Instructions for the task >>
Print every one of the records below word for word, changing nothing.

Provided information >>
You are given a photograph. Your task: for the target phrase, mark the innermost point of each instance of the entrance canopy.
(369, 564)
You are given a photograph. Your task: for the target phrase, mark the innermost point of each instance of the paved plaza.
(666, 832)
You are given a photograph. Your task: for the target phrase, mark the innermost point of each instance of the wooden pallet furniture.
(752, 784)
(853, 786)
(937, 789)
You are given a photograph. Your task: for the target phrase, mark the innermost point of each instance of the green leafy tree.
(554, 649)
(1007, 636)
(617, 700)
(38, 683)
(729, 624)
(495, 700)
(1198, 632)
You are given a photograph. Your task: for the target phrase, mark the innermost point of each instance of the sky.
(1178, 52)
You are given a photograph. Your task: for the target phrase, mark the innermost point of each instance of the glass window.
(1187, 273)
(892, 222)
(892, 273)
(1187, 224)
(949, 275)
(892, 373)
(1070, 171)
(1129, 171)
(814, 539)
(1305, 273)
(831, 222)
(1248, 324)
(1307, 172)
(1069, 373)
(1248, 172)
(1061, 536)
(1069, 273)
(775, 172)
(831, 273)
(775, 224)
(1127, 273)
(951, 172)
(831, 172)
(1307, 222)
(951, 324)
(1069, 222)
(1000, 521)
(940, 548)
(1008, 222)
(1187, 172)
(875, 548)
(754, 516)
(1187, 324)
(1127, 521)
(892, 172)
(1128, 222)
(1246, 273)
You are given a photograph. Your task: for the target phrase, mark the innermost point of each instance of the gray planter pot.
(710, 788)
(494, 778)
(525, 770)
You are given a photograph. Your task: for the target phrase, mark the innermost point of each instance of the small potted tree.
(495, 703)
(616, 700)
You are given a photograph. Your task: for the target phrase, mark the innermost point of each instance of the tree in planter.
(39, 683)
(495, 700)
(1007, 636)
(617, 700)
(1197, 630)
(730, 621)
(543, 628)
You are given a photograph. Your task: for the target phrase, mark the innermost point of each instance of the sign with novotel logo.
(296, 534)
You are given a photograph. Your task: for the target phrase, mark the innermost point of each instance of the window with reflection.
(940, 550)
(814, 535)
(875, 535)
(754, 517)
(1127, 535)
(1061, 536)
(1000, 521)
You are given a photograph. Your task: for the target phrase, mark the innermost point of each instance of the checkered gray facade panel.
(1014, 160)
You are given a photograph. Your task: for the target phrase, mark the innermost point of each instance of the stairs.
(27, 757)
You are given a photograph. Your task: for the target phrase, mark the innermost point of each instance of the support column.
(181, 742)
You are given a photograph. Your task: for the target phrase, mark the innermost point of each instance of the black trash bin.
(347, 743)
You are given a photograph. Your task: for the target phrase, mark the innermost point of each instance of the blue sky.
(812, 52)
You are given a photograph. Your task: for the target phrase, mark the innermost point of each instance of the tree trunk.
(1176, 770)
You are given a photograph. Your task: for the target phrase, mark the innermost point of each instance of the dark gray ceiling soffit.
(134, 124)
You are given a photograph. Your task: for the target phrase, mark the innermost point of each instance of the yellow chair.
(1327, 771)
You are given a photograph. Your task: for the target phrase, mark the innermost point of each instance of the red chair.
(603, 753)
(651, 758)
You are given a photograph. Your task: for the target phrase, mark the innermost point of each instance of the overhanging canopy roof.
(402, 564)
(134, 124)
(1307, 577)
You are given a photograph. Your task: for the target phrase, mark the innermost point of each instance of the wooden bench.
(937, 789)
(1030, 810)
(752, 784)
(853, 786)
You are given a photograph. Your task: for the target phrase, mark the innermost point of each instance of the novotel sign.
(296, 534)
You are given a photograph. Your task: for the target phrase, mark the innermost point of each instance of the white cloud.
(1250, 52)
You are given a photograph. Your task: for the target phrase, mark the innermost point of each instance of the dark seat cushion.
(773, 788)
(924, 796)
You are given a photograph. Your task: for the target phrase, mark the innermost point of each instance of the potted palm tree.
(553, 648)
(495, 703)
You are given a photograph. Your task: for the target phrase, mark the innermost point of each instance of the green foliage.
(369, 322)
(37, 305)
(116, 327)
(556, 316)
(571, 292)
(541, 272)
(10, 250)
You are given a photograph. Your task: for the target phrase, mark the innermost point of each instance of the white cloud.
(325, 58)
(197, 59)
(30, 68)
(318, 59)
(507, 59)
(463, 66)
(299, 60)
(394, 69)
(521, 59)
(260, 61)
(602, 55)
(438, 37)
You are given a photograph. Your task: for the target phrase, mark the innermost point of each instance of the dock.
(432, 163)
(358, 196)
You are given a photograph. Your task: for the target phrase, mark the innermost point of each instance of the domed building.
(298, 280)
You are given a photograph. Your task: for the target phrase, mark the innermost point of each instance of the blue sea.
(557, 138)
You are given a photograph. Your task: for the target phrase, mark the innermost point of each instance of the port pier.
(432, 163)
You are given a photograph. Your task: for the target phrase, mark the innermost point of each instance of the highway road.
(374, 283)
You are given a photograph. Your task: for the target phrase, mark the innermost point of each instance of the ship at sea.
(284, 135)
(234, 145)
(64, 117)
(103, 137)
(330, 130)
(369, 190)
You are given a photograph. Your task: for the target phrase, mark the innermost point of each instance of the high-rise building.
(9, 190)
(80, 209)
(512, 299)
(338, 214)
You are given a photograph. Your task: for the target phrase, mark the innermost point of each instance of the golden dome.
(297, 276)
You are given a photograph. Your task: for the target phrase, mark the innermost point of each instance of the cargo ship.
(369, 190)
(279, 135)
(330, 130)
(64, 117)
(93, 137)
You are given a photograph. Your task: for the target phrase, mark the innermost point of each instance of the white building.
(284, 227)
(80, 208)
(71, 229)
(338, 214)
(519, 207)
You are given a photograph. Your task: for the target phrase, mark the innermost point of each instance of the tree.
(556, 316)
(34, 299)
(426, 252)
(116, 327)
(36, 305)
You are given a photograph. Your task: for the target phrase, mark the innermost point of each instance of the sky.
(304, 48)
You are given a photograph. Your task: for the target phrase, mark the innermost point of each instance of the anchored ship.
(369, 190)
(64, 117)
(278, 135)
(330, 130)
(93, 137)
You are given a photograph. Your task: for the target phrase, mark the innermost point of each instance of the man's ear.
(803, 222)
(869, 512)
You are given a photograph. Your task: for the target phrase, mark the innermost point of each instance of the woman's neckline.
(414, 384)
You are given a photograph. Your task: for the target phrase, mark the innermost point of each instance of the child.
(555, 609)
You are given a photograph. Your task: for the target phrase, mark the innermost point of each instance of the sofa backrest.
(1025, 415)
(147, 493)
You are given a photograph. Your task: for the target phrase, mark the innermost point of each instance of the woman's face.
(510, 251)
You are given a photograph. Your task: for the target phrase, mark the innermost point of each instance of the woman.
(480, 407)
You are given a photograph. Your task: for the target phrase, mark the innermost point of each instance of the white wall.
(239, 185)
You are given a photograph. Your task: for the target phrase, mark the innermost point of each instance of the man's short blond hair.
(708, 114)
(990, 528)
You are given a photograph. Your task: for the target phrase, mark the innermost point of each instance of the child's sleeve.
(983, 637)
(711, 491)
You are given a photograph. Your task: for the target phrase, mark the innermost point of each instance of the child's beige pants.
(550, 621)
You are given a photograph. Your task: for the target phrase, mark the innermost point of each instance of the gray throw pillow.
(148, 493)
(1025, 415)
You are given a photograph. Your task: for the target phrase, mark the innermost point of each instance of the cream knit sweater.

Expected answer >>
You are given a photograph. Your task: for the target phrase, mark the innermost point of each instance of the entrance canopy.
(369, 564)
You are given a photograph. Your task: for the target phrase, mark the innermost point of each instance of the paved plaza.
(666, 832)
You are given a photograph. Your task: for the target phrase, mark the innermost point of each instance of the wooden pallet furniture.
(752, 784)
(853, 786)
(937, 789)
You are given a photograph. Your task: for the target phrase, mark the innermost point of each instance of the green leafy tree.
(554, 649)
(1007, 636)
(617, 700)
(38, 683)
(729, 624)
(495, 700)
(1198, 632)
You are given a photograph. Your task: for the target phrase, mark the innermost point of each instance of the sky.
(1178, 52)
You are given a photograph. Your task: for the target phrase, mark the innermost point of each instance of the glass window.
(1187, 273)
(892, 222)
(892, 273)
(1187, 224)
(949, 275)
(892, 373)
(1070, 171)
(1129, 171)
(814, 539)
(1305, 273)
(831, 222)
(1248, 324)
(1307, 172)
(1069, 373)
(1248, 172)
(1061, 536)
(1069, 273)
(775, 172)
(831, 273)
(775, 224)
(1127, 273)
(951, 172)
(831, 172)
(1307, 222)
(951, 324)
(1069, 222)
(1000, 521)
(940, 548)
(1008, 222)
(1187, 172)
(875, 548)
(754, 516)
(1187, 324)
(1127, 521)
(892, 172)
(1128, 222)
(1246, 273)
You are given a photograph. Your task: for the target phrase, mark the innermost point of each instance of the gray planter pot.
(710, 788)
(494, 778)
(525, 770)
You are given a photograph. Your task: for the target phrase, mark the innermost point of each instance of the small potted tree.
(495, 703)
(616, 700)
You are given a photograph. Your task: for the target phrase, mark the innermost point of each instance of the tree in planter.
(39, 683)
(495, 700)
(1007, 636)
(617, 700)
(1197, 630)
(730, 621)
(543, 628)
You are given a photograph. Your task: for the target phrase, mark the innermost point of each instance of the sign with novotel logo.
(296, 534)
You are given a photograph. Your task: for the target phrase, mark the innermost point of each instance of the window with reflection.
(940, 550)
(814, 535)
(875, 535)
(754, 517)
(1127, 535)
(1061, 536)
(1000, 521)
You are given a photograph. Your task: for the target phrase, mark the innermost point of each instance of the checkered gray facade panel.
(1014, 160)
You are given a photograph. Your task: for the target phrase, mark the innermost point of each instance of the stairs.
(27, 757)
You are given a photograph. Your task: for the target phrase, mark the innermost point of each instance of the support column.
(181, 742)
You are given a photograph. Your task: for the target phrase, mark the innermost point of each instance of the black trash bin.
(347, 743)
You are given a photograph. Your task: for the target phrase, mark the innermost point of each instance of the blue sky.
(812, 52)
You are given a photograph. Your task: for the target phrase, mark the innermost point of each instance of the tree trunk.
(1176, 770)
You are given a photograph. Your task: for the target phrase, mark the innermost point of each instance of the dark gray ceiling soffit.
(134, 124)
You are given a photograph. Your task: for the target phrase, mark the innermost point of each instance of the yellow chair.
(1327, 771)
You are given a photograph. Your task: for the target phrase, mark the innermost point of each instance of the red chair.
(603, 753)
(651, 758)
You are given a photograph. Your task: for the target phrase, mark the innermost point of each instance of the overhanging canopy roof.
(402, 564)
(134, 124)
(1307, 577)
You are given a photograph. Your task: for the target phrase, mark the innermost point of each instance of the wooden bench.
(937, 789)
(1030, 810)
(752, 784)
(853, 786)
You are given a photograph. Your task: for the target phrase, mark the innermost point of each instance of the novotel sign.
(296, 534)
You are given a photograph. Your task: for the target phrase, mark the innermost point of each instance of the white cloud.
(1250, 52)
You are given a photograph. Your task: for the target phrase, mark the innermost point of each instance of the dark seat cushion.
(773, 788)
(924, 796)
You are given a photograph. Your task: for the target phrase, mark the innermost point of each instance of the potted palm tree.
(553, 648)
(495, 703)
You are given a photograph. Your task: for the target phrase, mark the innermost point of each instance of the green foliage.
(369, 322)
(37, 305)
(116, 327)
(556, 316)
(571, 292)
(541, 272)
(10, 250)
You are given a photograph. Your task: for the target phrase, mark the innermost point of each instance of the white cloud.
(325, 58)
(197, 59)
(30, 68)
(318, 59)
(507, 59)
(463, 66)
(299, 60)
(394, 69)
(521, 59)
(260, 61)
(602, 55)
(438, 37)
You are given a photograph. Your task: for the target phrase, mark the innermost point of each instance of the dock.
(432, 163)
(358, 196)
You are given a photograph. Your task: for the target phrase, mark the innermost point of each instance of the domed building.
(298, 280)
You are given a photograph. Your task: for the target phrase, mark the innermost point of each instance of the blue sea.
(557, 138)
You are given a photograph. Your task: for the target phrase, mark the innermost point of each instance of the port pier.
(432, 163)
You are given a photograph. Your task: for the target phrase, mark the innermost point of each instance of the highway road.
(374, 283)
You are given a photograph. Your task: for the target phrase, mark the innermost point of each instance of the ship at sea.
(284, 135)
(234, 145)
(64, 117)
(103, 137)
(330, 130)
(369, 190)
You are given a photograph. Your task: for the target phrase, mark the innermost point of each instance of the high-rise building.
(9, 190)
(80, 209)
(512, 299)
(338, 214)
You are given a photograph. Your task: for the target phrase, mark the innermost point of each instance of the golden dome.
(297, 276)
You are given a photograph. Your task: for the target phrase, mark the innermost point of each instance of the cargo ship.
(369, 190)
(279, 135)
(330, 130)
(64, 117)
(93, 137)
You are given a photograph. Your task: for the target phrase, mark the innermost point of each instance of the white building.
(284, 227)
(80, 208)
(71, 229)
(338, 214)
(519, 207)
You are given a photograph. Your task: for the target phrase, mark the innermost point of each instance of the tree.
(556, 316)
(34, 299)
(426, 252)
(116, 327)
(36, 305)
You are given a photograph. Your task: for the target phrase, mark the innermost point of each instance of the sky.
(304, 48)
You are given a photograph. Your task: for the target phrase, mark the innermost point of each instance of the anchored ship.
(369, 190)
(64, 117)
(278, 135)
(330, 130)
(93, 137)
You are given a photograph. Your task: for the target phrase, mark the innermost point of each instance of the man's ear.
(803, 222)
(869, 512)
You are given a photograph. Your task: for the target phrase, mark the innermost point of each instance of the woman's neckline.
(414, 384)
You are given a photograph. Your task: for the target phrase, mark the innermost point of each instance of the child.
(555, 609)
You are given a photograph. Your task: for the target phrase, mark the innermost point of each instance of the sofa backrest.
(1025, 415)
(147, 493)
You are given a photograph. Your task: for the target phrase, mark the innermost point of each instance of the woman's face.
(510, 251)
You are given a photograph. Your task: for the target phrase, mark the innermost point of each instance of the woman.
(480, 407)
You are given a photograph. Your task: for the target phrase, mark the innermost point of each instance of the white wall.
(239, 185)
You are given a photograph. Your task: for the target phrase, mark the innermost point of each instance of the man's short blond hair.
(708, 114)
(990, 528)
You are given a photograph. Your task: for the target phrase, mark the innermost point of each instance of the child's sleeve.
(983, 637)
(711, 491)
You are given a photograph. Your task: for the target phrase, mark the innermost point of each instance of the child's beige pants.
(550, 621)
You are given a photograph. Your task: for the target phrase, mark the innermost point of each instance of the gray throw pillow.
(148, 493)
(1025, 415)
You are given a photograph. Your task: for the target phrase, mark the innermost point of each instance of the cream knit sweater.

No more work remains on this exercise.